An Act to amend the Criminal Code (trafficking in persons)

This bill was last introduced in the 40th Parliament, 3rd Session, which ended in March 2011.

Sponsor

Maria Mourani  Bloc

Introduced as a private member’s bill. (These don’t often become law.)

Status

Second reading (House), as of March 24, 2011
(This bill did not become law.)

Summary

This is from the published bill. The Library of Parliament often publishes better independent summaries.

This enactment amends the Criminal Code in order to provide consecutive sentences for offences related to procuring and trafficking in persons.

It also specifies that the provisions apply to the trafficking in persons in a domestic or international context.

The enactment creates a presumption regarding the exploitation of one person by another and adds circumstances that are deemed to constitute exploitation.

Finally, it adds the offences of procuring and trafficking in persons to the list of offences to which the confiscation of the products of criminality apply.

Elsewhere

All sorts of information on this bill is available at LEGISinfo, provided by the Library of Parliament. You can also read the full text of the bill.

Criminal Code
Private Members' Business

March 24th, 2011 / 5:30 p.m.
See context

Bloc

Maria Mourani Ahuntsic, QC

moved that Bill C-612, An Act to amend the Criminal Code (trafficking in persons), be read the second time and referred to the Standing Committee on Justice and Human Rights.

Mr. Speaker, it is my great pleasure today to speak to Bill C-612, An Act to amend the Criminal Code (trafficking in persons). This is a bill upon which we have been working for more than a year. Many women’s groups have been consulted, as well as victims’ groups, police forces and even the Barreau du Québec. Before giving a brief outline of the bill, I would like to sketch a quick picture of trafficking in persons and provide some information, including statistics.

According to 2009 figures from the UNODC, 79% of trafficking victims in the world are trafficked for purposes of prostitution. According to 2005 figures from the International Labour Organization, 80% of trafficking victims are women and children, particularly young girls, and 40% to 50% of all victims are children.

Women and girls make up 98% of the victims of sexual exploitation. Hence the violence inflicted in this sort of trafficking mainly affects women. According to 2007 figures from the UNODC, the annual proceeds of this criminal activity are estimated at $32 billion. This is estimated to be the third-largest criminal trade after drugs and weapons trafficking. Certain research even estimates it to be the second-largest. This trade is dominated by criminal groups, and the traffickers are difficult to apprehend since they are extremely dangerous and violent. Naturally, as one can understand, the victims are forced to remain silent.

- **PROVIDED DATA**
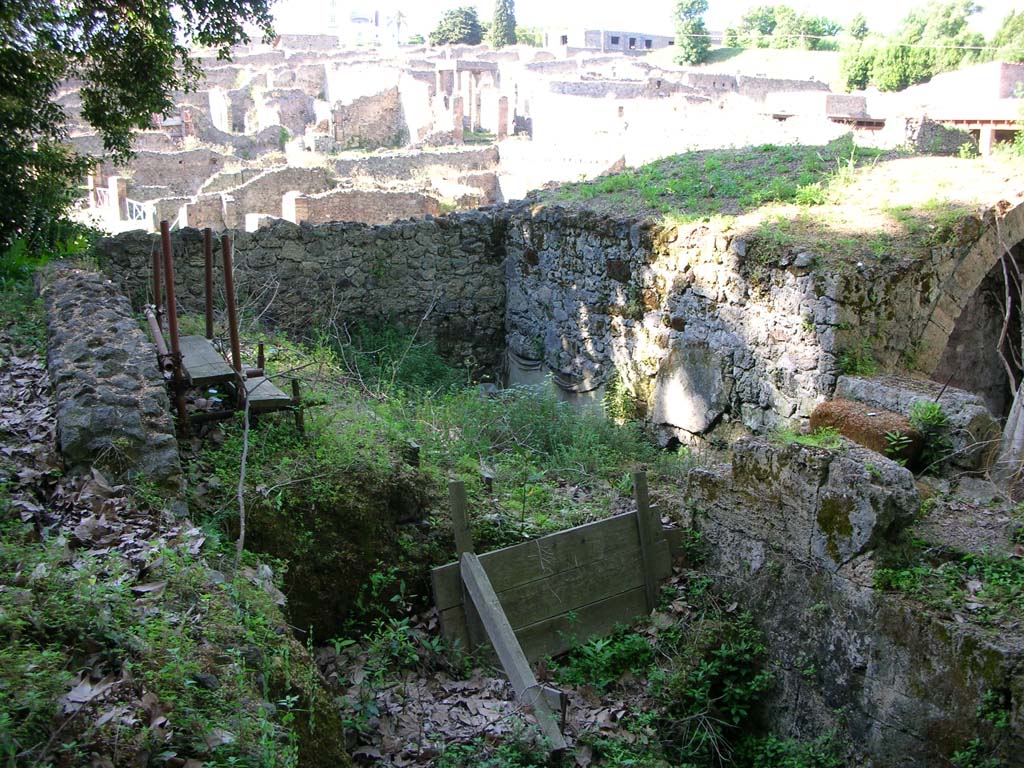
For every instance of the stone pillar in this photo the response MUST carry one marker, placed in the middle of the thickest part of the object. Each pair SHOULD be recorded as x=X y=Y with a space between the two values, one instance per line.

...

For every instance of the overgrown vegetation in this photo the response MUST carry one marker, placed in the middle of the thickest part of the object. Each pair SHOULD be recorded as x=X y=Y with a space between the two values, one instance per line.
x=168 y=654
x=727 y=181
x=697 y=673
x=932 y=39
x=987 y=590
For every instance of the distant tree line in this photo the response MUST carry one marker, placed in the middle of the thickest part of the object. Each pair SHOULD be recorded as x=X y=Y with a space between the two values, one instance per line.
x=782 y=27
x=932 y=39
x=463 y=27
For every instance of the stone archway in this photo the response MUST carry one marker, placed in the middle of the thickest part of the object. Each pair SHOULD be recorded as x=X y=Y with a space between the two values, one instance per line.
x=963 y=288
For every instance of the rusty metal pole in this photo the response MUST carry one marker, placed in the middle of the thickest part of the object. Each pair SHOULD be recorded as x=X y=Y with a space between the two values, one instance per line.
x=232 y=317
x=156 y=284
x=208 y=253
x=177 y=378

- **WHAT TO WORK ON**
**1.** Please condense the paragraph in the bill page that begins "According to 2009 figures from the UNODC" into a short bulleted list that keeps its main figures.
**2.** Rewrite everything in the bill page from "moved that Bill" down to "and Human Rights.", putting "appropriate committee" in place of "Standing Committee on Justice and Human Rights".
**3.** According to the bill page, what do 2007 UNODC figures estimate as the annual proceeds of trafficking in persons?

- **RESULTS OF THE EXERCISE**
**1.**
- UNODC, 2009: 79% of trafficking victims worldwide are trafficked for prostitution.
- International Labour Organization, 2005: 80% of trafficking victims are women and children, especially young girls.
- International Labour Organization, 2005: 40% to 50% of all victims are children.

**2.**
moved that Bill C-612, An Act to amend the Criminal Code (trafficking in persons), be read the second time and referred to the appropriate committee.

**3.** $32 billion.